▶ **WHAT THE TASK REQUIRES**: In the text on vaginal bloating, which medical condition is named as an example of what vaginal gas may sometimes be related to?
*** DOCUMENT SEGMENT
Vaginal bloating: What to look out for?

The vast majority of women have experienced it at some point in their lives. Vaginal bloating is a common complaint, most often associated with sexual activity. However, it can also be a symptom of certain medical conditions.

What is vaginal gas?

Vaginal gas is also known as bloating or flatulence. As with gas expelled through the anus, it is often a cause of discomfort or embarrassment. Vaginal gas is the expulsion of air that has accumulated in the vagina. When the air leaves, it causes a characteristic sound very similar to that of intestinal gas. In truth, this is a physiological condition that is not usually a symptom of a health problem. However, in some cases it may be related to certain medical conditions, such as fistulae.

Why does vaginal gas occur?
******
*** DATASET EXTRACT
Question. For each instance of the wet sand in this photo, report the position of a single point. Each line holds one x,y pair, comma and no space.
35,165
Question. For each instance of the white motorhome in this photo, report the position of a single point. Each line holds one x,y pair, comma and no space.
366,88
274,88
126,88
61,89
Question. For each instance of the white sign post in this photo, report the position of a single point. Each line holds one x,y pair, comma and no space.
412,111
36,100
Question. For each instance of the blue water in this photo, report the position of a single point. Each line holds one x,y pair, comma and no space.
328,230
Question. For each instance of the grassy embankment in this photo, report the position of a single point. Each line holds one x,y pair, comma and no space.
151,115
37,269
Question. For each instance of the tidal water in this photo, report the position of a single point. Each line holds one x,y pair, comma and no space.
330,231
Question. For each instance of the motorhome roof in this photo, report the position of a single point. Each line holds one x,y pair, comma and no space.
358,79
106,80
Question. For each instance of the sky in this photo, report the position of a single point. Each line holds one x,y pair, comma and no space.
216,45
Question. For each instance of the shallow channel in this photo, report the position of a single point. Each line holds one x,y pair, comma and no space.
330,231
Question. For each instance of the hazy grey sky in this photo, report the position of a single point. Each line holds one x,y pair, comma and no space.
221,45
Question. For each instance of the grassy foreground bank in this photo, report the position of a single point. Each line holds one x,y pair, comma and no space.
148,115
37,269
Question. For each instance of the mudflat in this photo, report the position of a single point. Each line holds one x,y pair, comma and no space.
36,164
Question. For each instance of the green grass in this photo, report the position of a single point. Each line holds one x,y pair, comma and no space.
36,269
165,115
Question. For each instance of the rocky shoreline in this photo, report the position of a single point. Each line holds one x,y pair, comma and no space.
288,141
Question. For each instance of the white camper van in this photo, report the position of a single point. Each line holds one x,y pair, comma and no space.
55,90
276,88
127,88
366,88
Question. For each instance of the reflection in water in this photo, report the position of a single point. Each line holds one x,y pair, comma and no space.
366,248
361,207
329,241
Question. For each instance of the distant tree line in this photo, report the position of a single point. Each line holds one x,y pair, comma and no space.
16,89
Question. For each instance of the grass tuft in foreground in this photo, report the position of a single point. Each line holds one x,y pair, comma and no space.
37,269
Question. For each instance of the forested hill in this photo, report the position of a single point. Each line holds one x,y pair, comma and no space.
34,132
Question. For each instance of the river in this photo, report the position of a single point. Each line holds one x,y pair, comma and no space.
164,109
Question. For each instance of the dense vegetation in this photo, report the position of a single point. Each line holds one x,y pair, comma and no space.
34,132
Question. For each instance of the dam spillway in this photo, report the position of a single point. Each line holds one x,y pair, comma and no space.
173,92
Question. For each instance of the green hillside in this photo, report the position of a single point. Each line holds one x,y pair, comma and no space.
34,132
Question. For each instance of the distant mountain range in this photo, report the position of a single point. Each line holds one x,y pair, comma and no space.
******
▶ **ANSWER FOR THE TASK**: Fistulae.